|
HOOFDSTUK 42.
Nog twee jaar bleef Jozef in het somber
gevang. De Heer gaf de Farao belangrijke dromen. De koning was
's morgens verward omdat hij deze niet kon verstaan. Hij riep de Egyptische
tovenaars en de wijze mannen van Egypte. De koning dacht dat zij hem spoedig
zouden helpen om de droom te verstaan, want zij waren bekend dat zij
moeilijkheden konden oplossen. De koning vertelde zijn droom aan hen, maar was
grotelijks ontgoocheld, door te ondervinden, dat zij met al hun toverij en
bluffende wijsheid, zij deze niet konden uitleggen. De verslagenheid en de
droefheid van de koning vermeerderde. Als de meester schenker zijn droefheid
zag, kwam Jozef al ineens in zijn gedachten, en terzelvertijde een overtuiging
van zijn ondankbaarheid en vergetelheid. "Ik gedenk heden aan mijne zonden". Hij
vertelde dan aan de koning de droom, die hij had en deze, die de meester bakker
had, die hen verwardden zoals nu de dromen de Farao verwarren, en zegde, "En
aldaar was bij ons een Hebreeuwse jongeling, een knecht van den overste der
trawanten; en wij vertelden ze hem, en hij legde ons onze dromen uit, aan ieder
legde hij ze uit naar zijnen droom; mij heeft hij hersteld in mijnen staat, en
hem gehangen.
+ + + +
Wil je het hele fragment over Jozef letterlijk herhalen? De records houden geen verband met het fragment over Jozef.

* _GEGEVENSRECORDS_:
+ + + +
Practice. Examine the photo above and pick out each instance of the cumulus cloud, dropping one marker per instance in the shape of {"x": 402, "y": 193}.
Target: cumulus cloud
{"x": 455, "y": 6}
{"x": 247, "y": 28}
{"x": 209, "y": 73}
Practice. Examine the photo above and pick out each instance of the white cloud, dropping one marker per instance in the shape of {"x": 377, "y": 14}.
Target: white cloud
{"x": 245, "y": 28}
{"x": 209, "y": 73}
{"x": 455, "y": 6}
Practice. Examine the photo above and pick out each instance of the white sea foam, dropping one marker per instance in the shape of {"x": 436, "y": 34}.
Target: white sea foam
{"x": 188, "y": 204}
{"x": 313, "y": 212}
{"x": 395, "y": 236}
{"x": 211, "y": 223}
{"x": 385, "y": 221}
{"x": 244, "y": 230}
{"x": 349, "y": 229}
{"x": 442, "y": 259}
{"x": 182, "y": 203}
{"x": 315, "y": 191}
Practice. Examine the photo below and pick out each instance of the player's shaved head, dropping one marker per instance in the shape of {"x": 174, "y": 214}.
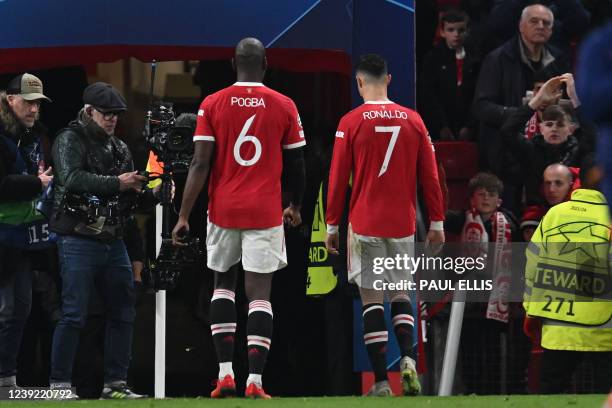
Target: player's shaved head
{"x": 250, "y": 56}
{"x": 372, "y": 68}
{"x": 557, "y": 182}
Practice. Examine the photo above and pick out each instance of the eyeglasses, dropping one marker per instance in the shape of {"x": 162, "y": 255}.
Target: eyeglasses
{"x": 536, "y": 21}
{"x": 551, "y": 123}
{"x": 109, "y": 115}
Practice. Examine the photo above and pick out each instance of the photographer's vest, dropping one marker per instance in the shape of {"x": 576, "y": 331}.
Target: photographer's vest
{"x": 321, "y": 279}
{"x": 21, "y": 226}
{"x": 568, "y": 280}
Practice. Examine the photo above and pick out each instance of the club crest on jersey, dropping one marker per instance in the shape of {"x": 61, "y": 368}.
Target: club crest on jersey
{"x": 247, "y": 102}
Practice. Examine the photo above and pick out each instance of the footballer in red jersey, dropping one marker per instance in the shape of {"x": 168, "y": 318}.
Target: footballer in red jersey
{"x": 247, "y": 135}
{"x": 385, "y": 148}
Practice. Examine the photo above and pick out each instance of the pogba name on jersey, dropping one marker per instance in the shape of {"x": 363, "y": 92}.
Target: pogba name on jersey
{"x": 247, "y": 102}
{"x": 386, "y": 114}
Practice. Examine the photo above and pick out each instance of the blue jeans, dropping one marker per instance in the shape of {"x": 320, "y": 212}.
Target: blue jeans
{"x": 82, "y": 260}
{"x": 15, "y": 305}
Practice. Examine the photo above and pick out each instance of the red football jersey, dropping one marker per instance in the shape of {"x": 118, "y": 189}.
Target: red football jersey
{"x": 250, "y": 125}
{"x": 385, "y": 147}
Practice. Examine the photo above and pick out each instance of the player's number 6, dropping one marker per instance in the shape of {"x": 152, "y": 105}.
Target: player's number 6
{"x": 243, "y": 138}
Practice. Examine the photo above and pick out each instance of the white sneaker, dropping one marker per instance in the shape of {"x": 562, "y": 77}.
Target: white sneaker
{"x": 410, "y": 379}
+ + + +
* _ANTWOORD OEFENING_:
|
HOOFDSTUK 42.
Nog twee jaar bleef Jozef in het somber
gevang. De Heer gaf de Farao belangrijke dromen. De koning was
's morgens verward omdat hij deze niet kon verstaan. Hij riep de Egyptische
tovenaars en de wijze mannen van Egypte. De koning dacht dat zij hem spoedig
zouden helpen om de droom te verstaan, want zij waren bekend dat zij
moeilijkheden konden oplossen. De koning vertelde zijn droom aan hen, maar was
grotelijks ontgoocheld, door te ondervinden, dat zij met al hun toverij en
bluffende wijsheid, zij deze niet konden uitleggen. De verslagenheid en de
droefheid van de koning vermeerderde. Als de meester schenker zijn droefheid
zag, kwam Jozef al ineens in zijn gedachten, en terzelvertijde een overtuiging
van zijn ondankbaarheid en vergetelheid. "Ik gedenk heden aan mijne zonden". Hij
vertelde dan aan de koning de droom, die hij had en deze, die de meester bakker
had, die hen verwardden zoals nu de dromen de Farao verwarren, en zegde, "En
aldaar was bij ons een Hebreeuwse jongeling, een knecht van den overste der
trawanten; en wij vertelden ze hem, en hij legde ons onze dromen uit, aan ieder
legde hij ze uit naar zijnen droom; mij heeft hij hersteld in mijnen staat, en
hem gehangen.